- Excerpt to read -
Studio album by Johnny Farnham
- Released: July 1970
- Recorded: December 1969–April 1970
- Genre: Pop
- Labels: EMI, Columbia
- Producers: Howard Gable Arrangements: Johnny Hawker

Johnny Farnham chronology
| Everybody Oughta Sing a Song (1968) | Looking Through A Tear (1970) | Christmas Is... Johnny Farnham (1970) |

Singles from Looking Through A Tear
- "One" Released: July 1969; "Raindrops Keep Fallin' on My Head" Released: November 1969;

= Looking Through a Tear =

Looking Through A Tear is the third studio album by Australian pop singer Johnny Farnham, the title of which relates to a song on the album, which is a cover of an Aretha Franklin number. it was released in Australia by EMI Records in July 1970. Farnham's covers of Harry Nilsson's penned "One" which became a hit for Three Dog Night and a cover B. J. Thomas' single "Raindrops Keep Fallin' on My Head" were released as singles, and helped to propel the album to No. 11 on the Australian Kent Music Report Album Charts. "One"/"Mr. Whippy" (non-album track) was released as a double A-side in July 1969 and peaked at No. 4 on the Go-Set National Singles Charts. "Raindrops Keep Fallin' On My Head" was released in November and peaked at No. 1 for seven weeks in January–March 1970.

- Data -
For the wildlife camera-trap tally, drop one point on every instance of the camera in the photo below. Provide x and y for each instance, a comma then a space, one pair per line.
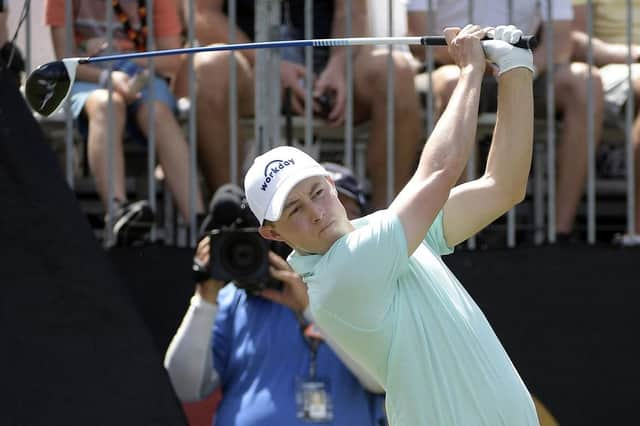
238, 252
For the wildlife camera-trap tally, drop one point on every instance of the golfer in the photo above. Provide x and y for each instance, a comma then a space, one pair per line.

- Given exercise -
Quote the passage on the album Looking Through a Tear from "Looking Through A Tear is" to "in January–March 1970.". The listing has nothing to do with this.

- Exercise output -
Looking Through A Tear is the third studio album by Australian pop singer Johnny Farnham, the title of which relates to a song on the album, which is a cover of an Aretha Franklin number. it was released in Australia by EMI Records in July 1970. Farnham's covers of Harry Nilsson's penned "One" which became a hit for Three Dog Night and a cover B. J. Thomas' single "Raindrops Keep Fallin' on My Head" were released as singles, and helped to propel the album to No. 11 on the Australian Kent Music Report Album Charts. "One"/"Mr. Whippy" (non-album track) was released as a double A-side in July 1969 and peaked at No. 4 on the Go-Set National Singles Charts. "Raindrops Keep Fallin' On My Head" was released in November and peaked at No. 1 for seven weeks in January–March 1970.